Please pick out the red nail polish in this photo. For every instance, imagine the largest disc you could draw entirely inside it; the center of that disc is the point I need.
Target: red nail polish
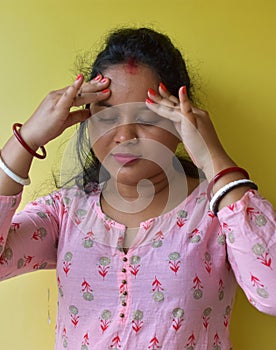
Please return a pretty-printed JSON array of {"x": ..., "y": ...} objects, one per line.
[
  {"x": 98, "y": 77},
  {"x": 152, "y": 92},
  {"x": 184, "y": 90},
  {"x": 148, "y": 100}
]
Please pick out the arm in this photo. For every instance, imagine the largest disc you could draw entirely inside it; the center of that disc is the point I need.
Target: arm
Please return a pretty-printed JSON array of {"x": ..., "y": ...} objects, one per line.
[
  {"x": 28, "y": 239},
  {"x": 196, "y": 131},
  {"x": 249, "y": 226},
  {"x": 49, "y": 121},
  {"x": 248, "y": 221}
]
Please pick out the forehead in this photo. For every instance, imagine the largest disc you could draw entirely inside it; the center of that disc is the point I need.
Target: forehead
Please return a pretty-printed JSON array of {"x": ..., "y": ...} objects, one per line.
[{"x": 130, "y": 82}]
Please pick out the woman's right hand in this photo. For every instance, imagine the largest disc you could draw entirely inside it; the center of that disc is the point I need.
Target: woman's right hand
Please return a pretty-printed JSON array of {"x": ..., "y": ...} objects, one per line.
[{"x": 54, "y": 114}]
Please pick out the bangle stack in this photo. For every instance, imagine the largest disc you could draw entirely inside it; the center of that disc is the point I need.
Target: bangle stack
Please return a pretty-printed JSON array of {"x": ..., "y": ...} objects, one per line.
[
  {"x": 13, "y": 176},
  {"x": 217, "y": 197},
  {"x": 24, "y": 144}
]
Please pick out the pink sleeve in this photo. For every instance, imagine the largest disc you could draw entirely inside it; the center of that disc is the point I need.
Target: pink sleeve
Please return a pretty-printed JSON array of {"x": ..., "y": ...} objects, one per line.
[
  {"x": 28, "y": 239},
  {"x": 250, "y": 229}
]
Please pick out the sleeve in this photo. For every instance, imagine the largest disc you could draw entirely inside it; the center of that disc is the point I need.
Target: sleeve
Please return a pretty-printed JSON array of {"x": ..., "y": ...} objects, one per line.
[
  {"x": 250, "y": 229},
  {"x": 28, "y": 239}
]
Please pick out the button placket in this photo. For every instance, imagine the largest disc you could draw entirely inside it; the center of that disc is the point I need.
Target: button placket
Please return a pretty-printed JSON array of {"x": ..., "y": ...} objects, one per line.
[{"x": 123, "y": 287}]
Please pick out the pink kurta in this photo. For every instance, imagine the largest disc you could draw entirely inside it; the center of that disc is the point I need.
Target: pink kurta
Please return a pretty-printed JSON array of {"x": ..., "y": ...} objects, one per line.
[{"x": 173, "y": 290}]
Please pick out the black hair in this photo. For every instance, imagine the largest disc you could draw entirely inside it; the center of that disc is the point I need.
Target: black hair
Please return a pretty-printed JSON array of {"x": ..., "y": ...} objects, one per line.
[{"x": 139, "y": 46}]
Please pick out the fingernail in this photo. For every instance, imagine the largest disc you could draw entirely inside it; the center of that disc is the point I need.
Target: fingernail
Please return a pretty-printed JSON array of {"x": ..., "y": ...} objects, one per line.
[
  {"x": 149, "y": 101},
  {"x": 163, "y": 87},
  {"x": 98, "y": 77},
  {"x": 152, "y": 92}
]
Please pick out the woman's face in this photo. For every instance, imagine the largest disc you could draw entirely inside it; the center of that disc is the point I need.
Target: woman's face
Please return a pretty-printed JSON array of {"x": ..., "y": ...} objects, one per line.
[{"x": 132, "y": 142}]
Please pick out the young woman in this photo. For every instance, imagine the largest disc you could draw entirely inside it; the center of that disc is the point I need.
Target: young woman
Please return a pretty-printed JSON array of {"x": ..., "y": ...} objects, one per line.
[{"x": 148, "y": 246}]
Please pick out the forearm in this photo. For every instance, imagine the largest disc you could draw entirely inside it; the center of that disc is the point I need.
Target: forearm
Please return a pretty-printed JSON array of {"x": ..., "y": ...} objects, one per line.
[
  {"x": 18, "y": 160},
  {"x": 219, "y": 163}
]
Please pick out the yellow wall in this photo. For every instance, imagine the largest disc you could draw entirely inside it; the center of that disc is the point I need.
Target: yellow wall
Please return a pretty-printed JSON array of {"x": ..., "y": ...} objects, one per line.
[{"x": 230, "y": 45}]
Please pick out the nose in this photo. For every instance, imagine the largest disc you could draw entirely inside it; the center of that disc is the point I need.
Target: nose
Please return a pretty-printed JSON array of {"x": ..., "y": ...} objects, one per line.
[{"x": 125, "y": 132}]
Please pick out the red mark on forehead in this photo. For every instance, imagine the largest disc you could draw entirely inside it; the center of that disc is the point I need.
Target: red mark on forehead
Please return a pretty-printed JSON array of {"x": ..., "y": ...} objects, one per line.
[{"x": 132, "y": 66}]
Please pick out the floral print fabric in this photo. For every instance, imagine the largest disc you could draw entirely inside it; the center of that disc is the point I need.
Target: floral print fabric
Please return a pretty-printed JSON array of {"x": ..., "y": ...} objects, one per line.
[{"x": 173, "y": 290}]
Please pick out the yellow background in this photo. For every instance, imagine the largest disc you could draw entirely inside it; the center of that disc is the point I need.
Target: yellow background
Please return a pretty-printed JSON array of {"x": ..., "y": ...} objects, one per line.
[{"x": 230, "y": 46}]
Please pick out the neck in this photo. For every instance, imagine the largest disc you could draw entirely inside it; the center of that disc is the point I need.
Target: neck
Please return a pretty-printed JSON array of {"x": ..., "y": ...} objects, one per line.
[{"x": 159, "y": 192}]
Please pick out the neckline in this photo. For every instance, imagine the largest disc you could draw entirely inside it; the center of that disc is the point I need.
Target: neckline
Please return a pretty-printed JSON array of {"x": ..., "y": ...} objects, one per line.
[{"x": 197, "y": 190}]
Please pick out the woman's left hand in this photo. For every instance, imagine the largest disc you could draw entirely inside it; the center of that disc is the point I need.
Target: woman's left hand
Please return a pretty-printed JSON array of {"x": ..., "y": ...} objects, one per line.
[{"x": 194, "y": 127}]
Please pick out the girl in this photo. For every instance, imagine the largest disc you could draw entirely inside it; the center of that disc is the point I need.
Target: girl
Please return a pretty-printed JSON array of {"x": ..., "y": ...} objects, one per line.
[{"x": 148, "y": 247}]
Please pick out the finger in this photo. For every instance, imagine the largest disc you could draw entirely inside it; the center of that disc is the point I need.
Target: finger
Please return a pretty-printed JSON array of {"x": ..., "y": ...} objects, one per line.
[
  {"x": 171, "y": 113},
  {"x": 66, "y": 99},
  {"x": 76, "y": 117},
  {"x": 95, "y": 90},
  {"x": 87, "y": 98},
  {"x": 164, "y": 92},
  {"x": 185, "y": 105},
  {"x": 156, "y": 97}
]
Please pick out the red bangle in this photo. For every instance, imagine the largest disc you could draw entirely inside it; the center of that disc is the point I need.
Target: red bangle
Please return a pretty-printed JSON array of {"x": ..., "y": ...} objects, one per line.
[
  {"x": 233, "y": 169},
  {"x": 23, "y": 143}
]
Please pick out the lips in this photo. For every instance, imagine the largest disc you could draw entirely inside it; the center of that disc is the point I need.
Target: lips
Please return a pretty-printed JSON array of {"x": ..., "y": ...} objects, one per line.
[{"x": 125, "y": 158}]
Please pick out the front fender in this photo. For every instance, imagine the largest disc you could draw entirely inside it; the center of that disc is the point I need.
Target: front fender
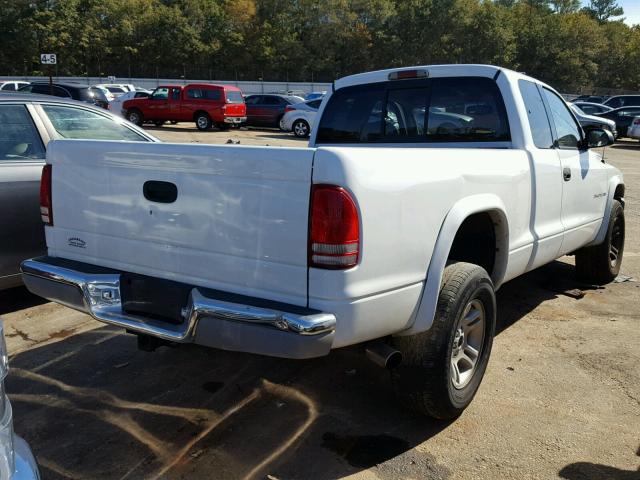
§
Report each line in the material above that includes the word "black".

Problem solution:
Please pick out the black hair in this photo. For every instance, imagine the largest disc you could draw entirely inside it; the center of that disc is the point I need.
Target: black hair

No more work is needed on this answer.